§ **Task goal**
Leave out all pictures while you copy the lines exactly from the one with "point_to MUST place one pin on each instance of the dry" through the last line of the listing.

§ **Material shown**
____________________
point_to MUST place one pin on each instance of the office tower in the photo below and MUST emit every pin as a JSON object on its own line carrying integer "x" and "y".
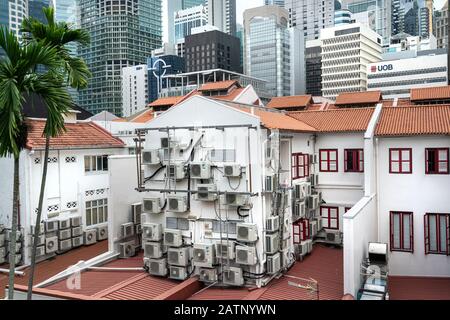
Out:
{"x": 346, "y": 52}
{"x": 222, "y": 14}
{"x": 176, "y": 5}
{"x": 12, "y": 13}
{"x": 375, "y": 13}
{"x": 35, "y": 9}
{"x": 311, "y": 16}
{"x": 212, "y": 50}
{"x": 267, "y": 48}
{"x": 313, "y": 60}
{"x": 189, "y": 18}
{"x": 134, "y": 89}
{"x": 121, "y": 36}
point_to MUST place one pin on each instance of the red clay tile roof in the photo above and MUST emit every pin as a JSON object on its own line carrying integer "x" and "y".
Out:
{"x": 49, "y": 268}
{"x": 167, "y": 101}
{"x": 434, "y": 93}
{"x": 367, "y": 97}
{"x": 414, "y": 120}
{"x": 290, "y": 102}
{"x": 339, "y": 120}
{"x": 419, "y": 288}
{"x": 81, "y": 135}
{"x": 220, "y": 85}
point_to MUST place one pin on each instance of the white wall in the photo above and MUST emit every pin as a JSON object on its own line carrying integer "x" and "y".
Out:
{"x": 418, "y": 193}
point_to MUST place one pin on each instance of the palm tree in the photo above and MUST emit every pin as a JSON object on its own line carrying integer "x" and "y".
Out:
{"x": 76, "y": 73}
{"x": 18, "y": 81}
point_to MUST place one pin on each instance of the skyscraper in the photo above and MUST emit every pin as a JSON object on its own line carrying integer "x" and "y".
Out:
{"x": 222, "y": 14}
{"x": 267, "y": 48}
{"x": 310, "y": 16}
{"x": 121, "y": 36}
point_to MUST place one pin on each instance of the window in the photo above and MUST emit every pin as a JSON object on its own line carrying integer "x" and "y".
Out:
{"x": 437, "y": 233}
{"x": 328, "y": 160}
{"x": 96, "y": 212}
{"x": 436, "y": 161}
{"x": 300, "y": 165}
{"x": 95, "y": 163}
{"x": 400, "y": 160}
{"x": 401, "y": 231}
{"x": 330, "y": 217}
{"x": 354, "y": 160}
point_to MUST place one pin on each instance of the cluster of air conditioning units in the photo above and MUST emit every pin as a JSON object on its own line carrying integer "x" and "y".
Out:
{"x": 5, "y": 236}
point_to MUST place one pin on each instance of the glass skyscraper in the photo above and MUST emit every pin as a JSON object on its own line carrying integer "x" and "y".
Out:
{"x": 123, "y": 33}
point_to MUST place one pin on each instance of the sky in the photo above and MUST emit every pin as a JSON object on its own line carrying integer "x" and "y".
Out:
{"x": 242, "y": 5}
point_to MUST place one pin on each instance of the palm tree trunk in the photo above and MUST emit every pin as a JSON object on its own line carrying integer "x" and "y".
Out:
{"x": 12, "y": 237}
{"x": 38, "y": 221}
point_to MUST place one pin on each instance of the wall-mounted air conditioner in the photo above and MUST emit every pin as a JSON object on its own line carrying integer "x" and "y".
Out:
{"x": 246, "y": 255}
{"x": 272, "y": 224}
{"x": 156, "y": 267}
{"x": 232, "y": 170}
{"x": 136, "y": 211}
{"x": 51, "y": 245}
{"x": 176, "y": 171}
{"x": 102, "y": 233}
{"x": 77, "y": 241}
{"x": 90, "y": 236}
{"x": 236, "y": 200}
{"x": 176, "y": 203}
{"x": 51, "y": 226}
{"x": 204, "y": 255}
{"x": 225, "y": 249}
{"x": 64, "y": 234}
{"x": 64, "y": 224}
{"x": 127, "y": 249}
{"x": 206, "y": 192}
{"x": 178, "y": 256}
{"x": 178, "y": 273}
{"x": 247, "y": 232}
{"x": 76, "y": 221}
{"x": 151, "y": 205}
{"x": 152, "y": 231}
{"x": 273, "y": 263}
{"x": 272, "y": 243}
{"x": 153, "y": 250}
{"x": 77, "y": 231}
{"x": 150, "y": 157}
{"x": 207, "y": 275}
{"x": 127, "y": 229}
{"x": 233, "y": 277}
{"x": 173, "y": 238}
{"x": 65, "y": 245}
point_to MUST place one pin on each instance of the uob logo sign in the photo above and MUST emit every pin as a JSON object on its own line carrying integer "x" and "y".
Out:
{"x": 384, "y": 67}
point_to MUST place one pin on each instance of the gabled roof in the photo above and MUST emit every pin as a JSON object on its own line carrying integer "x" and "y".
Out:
{"x": 414, "y": 120}
{"x": 434, "y": 93}
{"x": 290, "y": 102}
{"x": 80, "y": 135}
{"x": 336, "y": 120}
{"x": 349, "y": 98}
{"x": 220, "y": 85}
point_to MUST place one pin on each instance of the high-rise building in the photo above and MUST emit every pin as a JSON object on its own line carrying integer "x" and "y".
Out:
{"x": 176, "y": 5}
{"x": 311, "y": 16}
{"x": 313, "y": 60}
{"x": 375, "y": 13}
{"x": 267, "y": 48}
{"x": 187, "y": 19}
{"x": 212, "y": 50}
{"x": 222, "y": 14}
{"x": 12, "y": 13}
{"x": 121, "y": 36}
{"x": 346, "y": 52}
{"x": 441, "y": 30}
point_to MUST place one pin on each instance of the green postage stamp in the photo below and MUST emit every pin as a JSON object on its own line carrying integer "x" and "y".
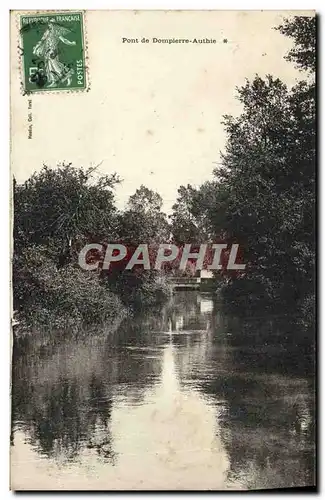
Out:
{"x": 53, "y": 51}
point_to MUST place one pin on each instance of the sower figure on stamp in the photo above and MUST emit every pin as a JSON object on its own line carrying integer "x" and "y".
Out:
{"x": 47, "y": 48}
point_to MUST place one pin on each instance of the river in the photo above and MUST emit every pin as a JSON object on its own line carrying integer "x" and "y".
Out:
{"x": 186, "y": 398}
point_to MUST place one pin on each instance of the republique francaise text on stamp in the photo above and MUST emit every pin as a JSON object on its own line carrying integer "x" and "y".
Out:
{"x": 53, "y": 51}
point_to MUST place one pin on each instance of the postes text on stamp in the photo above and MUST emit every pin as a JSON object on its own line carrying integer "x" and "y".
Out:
{"x": 53, "y": 51}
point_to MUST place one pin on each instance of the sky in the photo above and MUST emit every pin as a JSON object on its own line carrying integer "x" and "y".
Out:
{"x": 152, "y": 112}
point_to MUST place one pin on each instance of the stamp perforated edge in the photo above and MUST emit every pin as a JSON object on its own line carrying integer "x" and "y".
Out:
{"x": 20, "y": 50}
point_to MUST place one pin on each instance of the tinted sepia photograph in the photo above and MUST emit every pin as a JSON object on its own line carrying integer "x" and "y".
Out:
{"x": 163, "y": 221}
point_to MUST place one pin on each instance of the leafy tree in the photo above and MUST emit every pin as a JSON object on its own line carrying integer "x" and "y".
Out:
{"x": 61, "y": 207}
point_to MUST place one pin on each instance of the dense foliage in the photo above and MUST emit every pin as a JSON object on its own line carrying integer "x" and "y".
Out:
{"x": 263, "y": 193}
{"x": 58, "y": 211}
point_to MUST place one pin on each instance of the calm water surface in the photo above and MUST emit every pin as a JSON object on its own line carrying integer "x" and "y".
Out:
{"x": 186, "y": 398}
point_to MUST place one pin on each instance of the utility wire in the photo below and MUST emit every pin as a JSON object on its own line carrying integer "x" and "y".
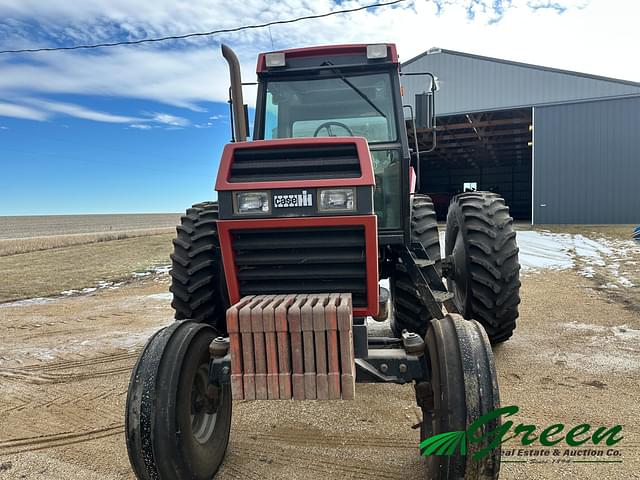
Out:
{"x": 204, "y": 34}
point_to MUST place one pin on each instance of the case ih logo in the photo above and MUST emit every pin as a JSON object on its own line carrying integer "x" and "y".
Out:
{"x": 303, "y": 199}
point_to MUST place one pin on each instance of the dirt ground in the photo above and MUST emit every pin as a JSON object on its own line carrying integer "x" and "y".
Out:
{"x": 65, "y": 365}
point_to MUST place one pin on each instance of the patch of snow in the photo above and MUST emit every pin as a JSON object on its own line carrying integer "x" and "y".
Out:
{"x": 587, "y": 271}
{"x": 540, "y": 250}
{"x": 27, "y": 302}
{"x": 625, "y": 282}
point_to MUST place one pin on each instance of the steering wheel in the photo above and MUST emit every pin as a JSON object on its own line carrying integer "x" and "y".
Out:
{"x": 333, "y": 123}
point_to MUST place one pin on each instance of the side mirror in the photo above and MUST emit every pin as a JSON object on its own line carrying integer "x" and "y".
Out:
{"x": 424, "y": 110}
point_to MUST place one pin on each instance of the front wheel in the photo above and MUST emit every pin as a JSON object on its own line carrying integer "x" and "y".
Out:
{"x": 177, "y": 424}
{"x": 463, "y": 388}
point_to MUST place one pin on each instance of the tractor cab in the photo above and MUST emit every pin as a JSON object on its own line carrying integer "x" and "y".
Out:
{"x": 341, "y": 91}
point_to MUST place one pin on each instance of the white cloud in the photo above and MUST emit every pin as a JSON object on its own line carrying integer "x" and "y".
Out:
{"x": 78, "y": 111}
{"x": 21, "y": 111}
{"x": 593, "y": 37}
{"x": 171, "y": 120}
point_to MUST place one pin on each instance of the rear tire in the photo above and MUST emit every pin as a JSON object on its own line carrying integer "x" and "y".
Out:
{"x": 464, "y": 387}
{"x": 197, "y": 276}
{"x": 409, "y": 313}
{"x": 484, "y": 275}
{"x": 173, "y": 429}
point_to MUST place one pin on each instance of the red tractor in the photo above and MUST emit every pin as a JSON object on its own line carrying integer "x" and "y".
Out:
{"x": 322, "y": 204}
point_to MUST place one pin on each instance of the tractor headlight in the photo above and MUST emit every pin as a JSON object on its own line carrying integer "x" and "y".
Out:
{"x": 252, "y": 202}
{"x": 337, "y": 199}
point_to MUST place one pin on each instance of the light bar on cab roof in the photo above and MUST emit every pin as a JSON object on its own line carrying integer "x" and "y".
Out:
{"x": 377, "y": 51}
{"x": 275, "y": 59}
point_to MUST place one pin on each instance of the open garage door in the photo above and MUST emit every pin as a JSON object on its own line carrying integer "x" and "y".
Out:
{"x": 479, "y": 151}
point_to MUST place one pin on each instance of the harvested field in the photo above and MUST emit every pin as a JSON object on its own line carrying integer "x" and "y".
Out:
{"x": 13, "y": 246}
{"x": 70, "y": 269}
{"x": 49, "y": 225}
{"x": 65, "y": 364}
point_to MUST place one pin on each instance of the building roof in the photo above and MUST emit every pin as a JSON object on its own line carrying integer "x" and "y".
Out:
{"x": 473, "y": 83}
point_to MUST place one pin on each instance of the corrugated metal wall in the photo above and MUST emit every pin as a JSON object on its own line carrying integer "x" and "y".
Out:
{"x": 511, "y": 180}
{"x": 587, "y": 162}
{"x": 469, "y": 83}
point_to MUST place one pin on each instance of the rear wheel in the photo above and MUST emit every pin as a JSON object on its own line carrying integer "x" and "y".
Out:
{"x": 177, "y": 424}
{"x": 463, "y": 387}
{"x": 197, "y": 277}
{"x": 409, "y": 313}
{"x": 482, "y": 268}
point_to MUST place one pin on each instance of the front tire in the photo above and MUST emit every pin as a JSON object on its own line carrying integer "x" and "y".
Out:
{"x": 483, "y": 267}
{"x": 176, "y": 424}
{"x": 464, "y": 387}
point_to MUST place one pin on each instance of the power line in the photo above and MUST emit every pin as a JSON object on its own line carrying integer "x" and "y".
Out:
{"x": 204, "y": 34}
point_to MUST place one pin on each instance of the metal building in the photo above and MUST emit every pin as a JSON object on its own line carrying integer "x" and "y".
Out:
{"x": 560, "y": 146}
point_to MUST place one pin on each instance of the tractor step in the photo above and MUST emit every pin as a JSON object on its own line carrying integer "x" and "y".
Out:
{"x": 423, "y": 262}
{"x": 292, "y": 346}
{"x": 441, "y": 297}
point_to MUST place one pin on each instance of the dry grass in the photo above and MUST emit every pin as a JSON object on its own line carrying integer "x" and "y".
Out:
{"x": 48, "y": 272}
{"x": 617, "y": 232}
{"x": 35, "y": 244}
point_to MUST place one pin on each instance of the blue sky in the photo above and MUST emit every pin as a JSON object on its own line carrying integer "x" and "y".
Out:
{"x": 141, "y": 129}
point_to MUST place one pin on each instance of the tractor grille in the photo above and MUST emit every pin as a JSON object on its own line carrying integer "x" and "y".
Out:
{"x": 295, "y": 163}
{"x": 302, "y": 260}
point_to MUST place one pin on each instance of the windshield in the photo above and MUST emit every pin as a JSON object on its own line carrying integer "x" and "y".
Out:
{"x": 359, "y": 106}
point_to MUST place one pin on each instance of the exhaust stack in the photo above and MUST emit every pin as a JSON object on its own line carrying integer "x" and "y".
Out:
{"x": 237, "y": 103}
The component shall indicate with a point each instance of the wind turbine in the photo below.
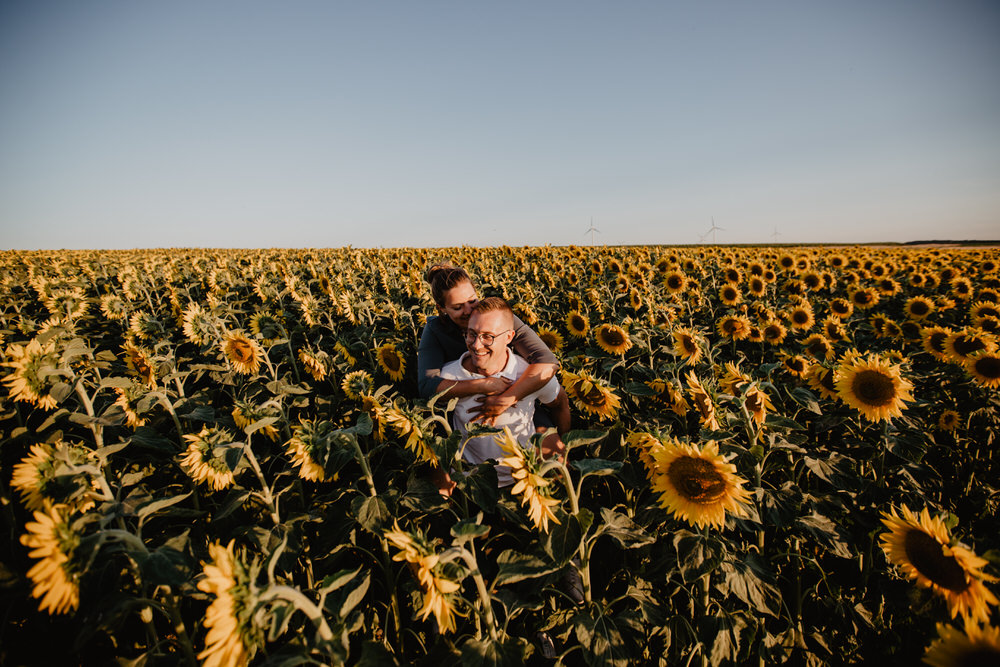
____________________
§ **Written response**
point_to MUST place one pin on each instance of the dry grass in the photo above and MUST emit every pin as a JSON object on its own line carrying integer "x" and "y".
Out:
{"x": 48, "y": 272}
{"x": 617, "y": 232}
{"x": 35, "y": 244}
point_to MUST place one pin on each instance of the blue sky in the photo above and MUST emit every pin as a JSON object on its own line carrying integer "x" and "y".
Out:
{"x": 141, "y": 129}
point_to MUST place one pin on each instance of the tractor grille in the photo above and MUST emit every pin as a JSON object on its own line carrying integer "x" and "y".
Out:
{"x": 295, "y": 163}
{"x": 302, "y": 260}
point_to MUST place one pin on each instance of the windshield in the photo above and MUST emit every pin as a JSON object on its own line carrying integer "x" and "y".
Out:
{"x": 359, "y": 106}
point_to MUST place one pin on each instance of the exhaust stack in the photo above and MUST emit every pin as a JSON object on its own line carrying integer "x" and "y".
Out:
{"x": 237, "y": 103}
The component shall indicate with a point each instance of the wind turbine in the photo below.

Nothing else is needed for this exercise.